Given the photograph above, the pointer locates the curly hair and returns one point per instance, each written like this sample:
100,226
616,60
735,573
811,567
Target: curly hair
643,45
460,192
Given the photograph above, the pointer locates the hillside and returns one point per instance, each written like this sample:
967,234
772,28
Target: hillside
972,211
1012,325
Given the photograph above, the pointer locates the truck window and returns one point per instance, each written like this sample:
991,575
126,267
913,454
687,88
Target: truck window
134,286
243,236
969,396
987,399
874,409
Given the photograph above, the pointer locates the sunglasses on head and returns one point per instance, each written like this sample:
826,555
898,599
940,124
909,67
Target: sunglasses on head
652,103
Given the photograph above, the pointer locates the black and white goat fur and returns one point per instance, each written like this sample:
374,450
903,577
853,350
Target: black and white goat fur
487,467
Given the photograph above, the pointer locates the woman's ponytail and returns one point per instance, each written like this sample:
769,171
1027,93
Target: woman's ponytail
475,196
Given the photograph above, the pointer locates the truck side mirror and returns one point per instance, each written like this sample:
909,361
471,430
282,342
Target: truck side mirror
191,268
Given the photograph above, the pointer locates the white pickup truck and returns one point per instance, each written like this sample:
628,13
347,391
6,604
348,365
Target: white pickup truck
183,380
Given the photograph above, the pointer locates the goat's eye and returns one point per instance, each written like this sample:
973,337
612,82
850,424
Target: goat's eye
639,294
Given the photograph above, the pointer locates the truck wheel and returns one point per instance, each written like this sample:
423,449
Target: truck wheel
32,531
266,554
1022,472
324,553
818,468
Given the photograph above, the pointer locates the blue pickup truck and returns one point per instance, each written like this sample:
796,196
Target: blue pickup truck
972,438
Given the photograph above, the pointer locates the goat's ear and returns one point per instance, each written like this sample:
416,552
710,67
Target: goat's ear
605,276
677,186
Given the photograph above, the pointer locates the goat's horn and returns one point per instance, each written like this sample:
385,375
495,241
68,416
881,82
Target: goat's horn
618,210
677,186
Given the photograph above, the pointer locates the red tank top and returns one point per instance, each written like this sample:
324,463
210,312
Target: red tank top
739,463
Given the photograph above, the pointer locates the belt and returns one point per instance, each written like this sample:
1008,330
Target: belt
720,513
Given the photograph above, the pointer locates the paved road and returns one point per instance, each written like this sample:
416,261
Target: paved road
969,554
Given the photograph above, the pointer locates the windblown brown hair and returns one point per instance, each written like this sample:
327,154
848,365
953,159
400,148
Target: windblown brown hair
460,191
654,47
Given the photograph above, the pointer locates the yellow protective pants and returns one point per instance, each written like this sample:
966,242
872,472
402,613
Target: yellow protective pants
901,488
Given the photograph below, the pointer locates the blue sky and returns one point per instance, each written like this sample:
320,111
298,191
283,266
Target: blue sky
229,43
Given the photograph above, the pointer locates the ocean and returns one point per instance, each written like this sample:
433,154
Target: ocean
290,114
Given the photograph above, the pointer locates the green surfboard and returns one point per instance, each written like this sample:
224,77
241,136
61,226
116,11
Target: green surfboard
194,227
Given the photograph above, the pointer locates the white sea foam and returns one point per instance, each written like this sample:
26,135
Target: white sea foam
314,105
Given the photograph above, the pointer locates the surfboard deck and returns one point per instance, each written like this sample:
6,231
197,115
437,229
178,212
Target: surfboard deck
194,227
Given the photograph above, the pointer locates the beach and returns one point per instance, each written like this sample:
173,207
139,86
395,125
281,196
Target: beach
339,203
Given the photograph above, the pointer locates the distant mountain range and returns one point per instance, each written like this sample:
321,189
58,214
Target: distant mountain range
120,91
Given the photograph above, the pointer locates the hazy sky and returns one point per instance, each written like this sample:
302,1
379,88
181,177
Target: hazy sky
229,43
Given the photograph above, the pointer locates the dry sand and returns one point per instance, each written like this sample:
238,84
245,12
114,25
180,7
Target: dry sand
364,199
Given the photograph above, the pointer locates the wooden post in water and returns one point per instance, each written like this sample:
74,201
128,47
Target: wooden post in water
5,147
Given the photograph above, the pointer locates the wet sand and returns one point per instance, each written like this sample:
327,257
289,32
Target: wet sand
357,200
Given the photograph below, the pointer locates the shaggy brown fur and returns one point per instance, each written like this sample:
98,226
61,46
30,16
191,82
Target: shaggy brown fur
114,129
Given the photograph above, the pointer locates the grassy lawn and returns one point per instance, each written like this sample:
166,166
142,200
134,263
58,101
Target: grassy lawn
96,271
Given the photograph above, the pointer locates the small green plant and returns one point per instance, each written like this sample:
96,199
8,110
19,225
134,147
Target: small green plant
====
> [WHAT YOU SHOULD DO] Reproduce every line of the data exactly as it was written.

> [EXERCISE RESULT]
Given the photograph above, the pointer locates the curly hair and returns one point per instance, each written like this sample:
100,226
616,60
735,573
811,567
Target: curly hair
643,45
460,192
Given the photograph above, the pointer locates the hillside and returns one point per instance, each written like this sample:
967,234
772,28
Target: hillside
972,211
1012,325
Given the photograph above, the pointer locates the truck window and returns one point per instance, each written like this sample:
991,575
126,267
913,454
687,88
Target: truck window
134,286
243,236
969,396
987,399
874,409
Given the photograph above, the pointer locates the sunglasses on head and returns one point per instance, each written like this sample:
826,555
898,599
940,124
909,67
Target: sunglasses on head
652,103
Given the photograph above, the pointer locates the black and white goat fur and returns one point per instance, each written like this sample:
374,450
903,577
853,350
Target: black and white goat fur
487,467
Given the photograph above, the pointer locates the woman's ponytail and returns one point per instance, each written like this sample:
769,171
1027,93
Target: woman's ponytail
475,196
Given the photograph above, the pointer locates the truck side mirror and returns one point per instance, each written like this sample:
909,361
471,430
282,342
Target: truck side mirror
191,268
Given the photograph above, the pointer locates the white pickup truck and returns one point per instance, each written like this sample:
628,13
347,391
6,604
348,365
Target: white pickup truck
183,380
Given the photograph above, the pointer locates the goat's eye and returns one point per instance, each written like this sample:
973,337
612,82
850,424
Target: goat's eye
639,294
Given the photograph above, the pointer locates the truck wheel and returns one point per instance, each written like this sample:
423,449
Target: truck wheel
32,531
266,554
1022,472
324,553
818,468
Given the photograph above, the pointer locates the blue pickup truck and returns one point per instance, each written like this sample:
796,196
Target: blue pickup truck
972,438
Given the photograph above, the pointer locates the goat's ear and returns one point per instance, each written like this sample:
416,552
710,67
Target: goat's ear
605,276
677,186
Given the photograph above, the pointer locates the goat's horn and returns one point per instance, each written like this sample:
385,375
495,241
68,416
881,82
Target: goat's horn
618,210
677,186
Given the photograph above, the pointer locates the red tank top and returns one point per instance, each written like this sample:
324,463
210,312
Target: red tank top
739,463
Given the photograph above, the pointer locates the belt and returns one point per instance, each written like this sample:
1008,330
Target: belt
720,513
Given the photograph above, the pointer locates the paved road and returns one point per instance, each written like this sample:
416,261
Target: paved road
969,554
Given the photograph above, the pointer locates the windblown brown hair and returns one point per instance, each written like this sample:
327,154
848,365
953,159
400,148
Target: windblown brown hair
460,191
654,47
Given the photograph above, the pointer locates the yellow protective pants and returns one point per instance, each written like this sample:
966,242
872,472
402,613
Target: yellow protective pants
901,488
Given the photograph below, the pointer locates the blue sky and returns one point per instance, each written like this sample:
320,111
298,191
283,266
Target: blue sky
229,43
Given the photograph above, the pointer locates the ocean and returns one point per instance, each written like this sample:
433,154
Target: ocean
290,114
Given the photograph above, the pointer locates the green surfboard and returns one point per instance, each written like this sample:
224,77
241,136
61,226
116,11
Target: green surfboard
194,227
Given the photograph above, the pointer locates the white sea foam and returns one point per instance, each written like this sample:
26,135
Target: white sea foam
314,105
Given the photograph above, the pointer locates the surfboard deck and returns one point per instance, each written like this sample:
6,231
197,115
437,229
178,212
Target: surfboard deck
194,227
Given the photograph above, the pointer locates the beach and returns one point per instance, each written like this sample:
173,207
139,86
395,125
281,196
Target: beach
339,203
Given the photograph above, the pointer locates the distant mountain range and returns one point per instance, each written like this sample:
321,189
58,214
Target: distant mountain range
120,91
Given the photograph above, the pointer locates the hazy sky and returns one point per instance, each written like this sample:
302,1
379,88
181,177
Target: hazy sky
229,43
Given the photograph above, the pointer locates the dry sand and returns one point per instance, each written like this sample:
238,84
245,12
114,25
180,7
Target: dry sand
364,199
Given the photograph above, the pointer locates the wooden post in water and returns one point per instance, each written like this sample:
74,201
128,47
Target: wooden post in water
5,147
Given the photograph above, the pointer locates the wet sand and returns one point per instance, each written like this sample:
327,257
289,32
Target: wet sand
357,200
Given the photograph below, the pointer locates the shaggy brown fur and returns one point per instance, each written like this sample:
98,226
61,46
30,16
191,82
Target: shaggy brown fur
114,129
Given the photograph above, the pointer locates the grassy lawn and returns one point per instance, each written like this sample:
166,166
142,200
134,263
58,101
Target: grassy lawn
96,271
Given the photograph above, the pointer locates the small green plant and returns one point per instance, each written like this sample:
96,199
8,110
19,225
134,147
Target: small green plant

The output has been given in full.